Passage provided –
______________________________

We found improvements in the Room components across all projects from the Improvement Index results above that tend toward the positive direction. We also found mixed results in the building components across the projects on the other side. The improvements in the building components of the revised LC project are mainly in the positive direction. In comparison, the APT project is in a negative direction. So, in terms of improvements—the condition where we have more positive affordance and less negative affordances perceived, the VRDR system is considered more effective in improving spatial elements in the design but less effective for improving building systems (building components).
6.2. Affordances vs. Design Components
This section shows the analysis process to determine the association between observed affordances and evaluated design components. In Part 1, we performed the distribution analysis from the ASM to determine how many affordances were present on each pair of design component groups and affordance category in every design option. Part 1 participants were the student and his supervisor. Then, in Part 2, we performed correspondence and hierarchical clustering analysis processes between affordances and design components in LC and APT projects using JMP software version 15 developed by JMP Statistical Discovery LLC based in North Carolina, USA. The analysis output is presented in dendrograms, as seen in
Table 9, and we mapped the clusters based on the media used.
Then, we utilized the results of performed analyses above to examine the relationship between affordances and design components in NVR and VR media across all LC and APT project design alternatives. Analyzing their relationship lets you see which design elements have met their objectives and which need to be enhanced. The student discovered that positive affordances are more prevalent than negative affordances in Part 1 of the investigation. This result was seen in the LC and APT project design options. Meanwhile, the supervisor’s findings varied, with positive affordances not always outnumbering negative ones. Then, by calculating the percentage margin of affordance presence between design options of LC and APT projects, the result implies that students found more positive perceived affordances and mostly less perceived negative affordances in the revised design on all design components.
Meanwhile, the supervisor produced an outstanding outcome. The supervisor analyzed the APT design and found that it is improved by reducing the presence of negative affordances, but it is worse in terms of AAAP affordances because the affordances in this category have vanished. As a result of the increased positive and negative affordances on all design components, the outcome demonstrates that LC design is both better and worse.
Next, we compare between Part 1 result and the Part 2 result. We found a similar trend in the Part 1 result in
Table 10 and Part 2 in
Table 11 Both results show that more positive affordances are perceived than negative affordances. It is different from the results that came from the supervisor (see
Table 12). This finding is also in line with the theory of affordance, whereas Gibson [
23] said that “affordances are animal-relative properties of the environment.” The student and supervisor can be considered “different kinds of animals” since both have different levels of understanding and experience when reviewing the architectural design.

______________________________

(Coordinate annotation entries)
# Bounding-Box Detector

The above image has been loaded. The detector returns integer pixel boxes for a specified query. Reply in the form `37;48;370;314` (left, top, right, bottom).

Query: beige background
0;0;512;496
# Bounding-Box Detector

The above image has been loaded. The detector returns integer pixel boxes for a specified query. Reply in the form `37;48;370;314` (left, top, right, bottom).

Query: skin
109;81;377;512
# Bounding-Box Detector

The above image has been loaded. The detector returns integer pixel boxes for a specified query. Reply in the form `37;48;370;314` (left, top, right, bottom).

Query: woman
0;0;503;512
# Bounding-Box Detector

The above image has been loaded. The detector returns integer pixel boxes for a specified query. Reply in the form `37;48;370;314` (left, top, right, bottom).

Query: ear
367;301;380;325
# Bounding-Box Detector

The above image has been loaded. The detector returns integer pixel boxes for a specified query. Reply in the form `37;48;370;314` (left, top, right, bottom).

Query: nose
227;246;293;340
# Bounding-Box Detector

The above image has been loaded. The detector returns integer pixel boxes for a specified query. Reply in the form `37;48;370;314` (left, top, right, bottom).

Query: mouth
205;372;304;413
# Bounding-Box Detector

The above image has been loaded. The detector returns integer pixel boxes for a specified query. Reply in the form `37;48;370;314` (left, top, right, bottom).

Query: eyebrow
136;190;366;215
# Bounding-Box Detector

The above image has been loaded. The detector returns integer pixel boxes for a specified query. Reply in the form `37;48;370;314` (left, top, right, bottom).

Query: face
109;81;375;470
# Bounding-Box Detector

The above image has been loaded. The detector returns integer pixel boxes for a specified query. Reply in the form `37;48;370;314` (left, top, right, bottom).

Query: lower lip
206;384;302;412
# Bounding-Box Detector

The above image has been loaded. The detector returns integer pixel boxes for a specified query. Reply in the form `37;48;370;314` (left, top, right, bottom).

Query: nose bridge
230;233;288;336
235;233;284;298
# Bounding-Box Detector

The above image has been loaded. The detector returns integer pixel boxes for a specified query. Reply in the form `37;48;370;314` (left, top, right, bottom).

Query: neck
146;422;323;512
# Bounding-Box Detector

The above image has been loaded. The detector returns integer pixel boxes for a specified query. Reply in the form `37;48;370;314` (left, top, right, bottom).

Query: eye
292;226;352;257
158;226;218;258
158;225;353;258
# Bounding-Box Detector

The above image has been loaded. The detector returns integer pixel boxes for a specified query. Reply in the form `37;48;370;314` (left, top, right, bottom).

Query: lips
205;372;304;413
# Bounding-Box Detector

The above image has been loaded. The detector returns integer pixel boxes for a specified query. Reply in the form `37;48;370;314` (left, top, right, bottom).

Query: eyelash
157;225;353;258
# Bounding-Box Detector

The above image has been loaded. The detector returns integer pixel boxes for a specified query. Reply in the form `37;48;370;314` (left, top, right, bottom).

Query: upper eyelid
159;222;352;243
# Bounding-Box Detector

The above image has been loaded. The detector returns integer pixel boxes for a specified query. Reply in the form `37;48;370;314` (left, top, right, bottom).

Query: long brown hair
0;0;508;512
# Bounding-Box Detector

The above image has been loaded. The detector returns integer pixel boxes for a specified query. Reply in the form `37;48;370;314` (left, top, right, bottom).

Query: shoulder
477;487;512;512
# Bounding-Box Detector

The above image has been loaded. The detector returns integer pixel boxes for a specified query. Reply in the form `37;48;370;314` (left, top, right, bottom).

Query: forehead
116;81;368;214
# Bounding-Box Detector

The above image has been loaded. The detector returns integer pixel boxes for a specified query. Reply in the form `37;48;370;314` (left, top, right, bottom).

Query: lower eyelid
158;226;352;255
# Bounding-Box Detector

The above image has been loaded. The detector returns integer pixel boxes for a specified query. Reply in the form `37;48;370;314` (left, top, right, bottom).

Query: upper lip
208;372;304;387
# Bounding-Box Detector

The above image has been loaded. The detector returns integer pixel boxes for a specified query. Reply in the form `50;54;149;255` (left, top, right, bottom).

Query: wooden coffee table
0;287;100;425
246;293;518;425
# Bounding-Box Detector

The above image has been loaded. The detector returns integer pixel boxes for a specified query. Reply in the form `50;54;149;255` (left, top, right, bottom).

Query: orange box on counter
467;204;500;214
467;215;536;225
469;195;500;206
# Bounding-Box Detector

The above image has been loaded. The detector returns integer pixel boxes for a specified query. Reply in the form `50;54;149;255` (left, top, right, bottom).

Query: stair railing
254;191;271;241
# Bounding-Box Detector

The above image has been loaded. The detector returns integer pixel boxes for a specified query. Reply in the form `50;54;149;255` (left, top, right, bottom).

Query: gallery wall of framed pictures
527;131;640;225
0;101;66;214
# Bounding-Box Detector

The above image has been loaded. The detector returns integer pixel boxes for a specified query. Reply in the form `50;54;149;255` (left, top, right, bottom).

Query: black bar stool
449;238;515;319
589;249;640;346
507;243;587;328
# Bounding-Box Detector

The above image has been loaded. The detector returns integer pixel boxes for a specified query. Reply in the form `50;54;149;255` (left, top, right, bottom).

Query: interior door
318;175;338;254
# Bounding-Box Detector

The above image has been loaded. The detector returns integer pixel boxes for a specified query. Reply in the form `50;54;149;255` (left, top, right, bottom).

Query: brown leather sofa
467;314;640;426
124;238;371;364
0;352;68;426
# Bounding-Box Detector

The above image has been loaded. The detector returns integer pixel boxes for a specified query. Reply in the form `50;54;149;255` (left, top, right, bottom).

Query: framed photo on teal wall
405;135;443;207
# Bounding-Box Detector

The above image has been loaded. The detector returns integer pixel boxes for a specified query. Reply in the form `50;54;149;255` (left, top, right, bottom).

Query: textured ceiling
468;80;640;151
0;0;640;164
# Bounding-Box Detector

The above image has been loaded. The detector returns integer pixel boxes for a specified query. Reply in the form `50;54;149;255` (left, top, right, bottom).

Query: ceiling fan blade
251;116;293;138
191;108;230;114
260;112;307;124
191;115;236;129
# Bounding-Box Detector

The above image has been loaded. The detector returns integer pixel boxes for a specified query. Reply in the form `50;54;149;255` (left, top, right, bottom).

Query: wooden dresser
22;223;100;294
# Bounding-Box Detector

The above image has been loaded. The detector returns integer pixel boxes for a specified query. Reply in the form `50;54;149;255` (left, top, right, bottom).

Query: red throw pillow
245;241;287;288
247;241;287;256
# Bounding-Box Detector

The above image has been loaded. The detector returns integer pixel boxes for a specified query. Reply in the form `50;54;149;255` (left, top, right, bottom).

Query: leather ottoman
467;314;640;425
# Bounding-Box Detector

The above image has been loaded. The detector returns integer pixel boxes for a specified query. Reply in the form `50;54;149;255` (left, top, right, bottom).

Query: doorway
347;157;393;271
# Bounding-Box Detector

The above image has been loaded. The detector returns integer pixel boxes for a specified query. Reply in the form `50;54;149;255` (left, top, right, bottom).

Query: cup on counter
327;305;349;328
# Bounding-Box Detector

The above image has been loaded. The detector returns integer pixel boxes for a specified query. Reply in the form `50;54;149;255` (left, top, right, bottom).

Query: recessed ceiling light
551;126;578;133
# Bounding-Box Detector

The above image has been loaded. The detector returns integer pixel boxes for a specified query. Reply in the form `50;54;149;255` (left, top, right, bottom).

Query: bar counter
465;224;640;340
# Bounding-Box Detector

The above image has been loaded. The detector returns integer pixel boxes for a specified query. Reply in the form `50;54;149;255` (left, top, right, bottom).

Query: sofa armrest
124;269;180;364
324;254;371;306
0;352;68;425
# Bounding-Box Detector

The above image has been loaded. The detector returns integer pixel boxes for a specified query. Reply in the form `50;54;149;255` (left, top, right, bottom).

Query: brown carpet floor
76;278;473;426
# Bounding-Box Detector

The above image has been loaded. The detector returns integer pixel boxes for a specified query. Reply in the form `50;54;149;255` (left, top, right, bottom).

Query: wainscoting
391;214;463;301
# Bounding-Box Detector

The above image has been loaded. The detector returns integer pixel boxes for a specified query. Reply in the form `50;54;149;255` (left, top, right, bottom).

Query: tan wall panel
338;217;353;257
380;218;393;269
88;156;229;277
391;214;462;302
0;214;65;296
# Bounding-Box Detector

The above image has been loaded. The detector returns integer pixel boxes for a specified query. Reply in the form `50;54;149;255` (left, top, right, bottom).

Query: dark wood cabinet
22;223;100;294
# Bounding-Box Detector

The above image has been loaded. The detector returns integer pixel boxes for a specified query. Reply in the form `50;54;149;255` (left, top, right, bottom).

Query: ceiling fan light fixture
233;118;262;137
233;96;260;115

______________________________

Required task –
In the passage on affordances and design components, copy verbatim the text between "Meanwhile, the supervisor produced" and "better and worse.", inclusive.

Expected answer –
Meanwhile, the supervisor produced an outstanding outcome. The supervisor analyzed the APT design and found that it is improved by reducing the presence of negative affordances, but it is worse in terms of AAAP affordances because the affordances in this category have vanished. As a result of the increased positive and negative affordances on all design components, the outcome demonstrates that LC design is both better and worse.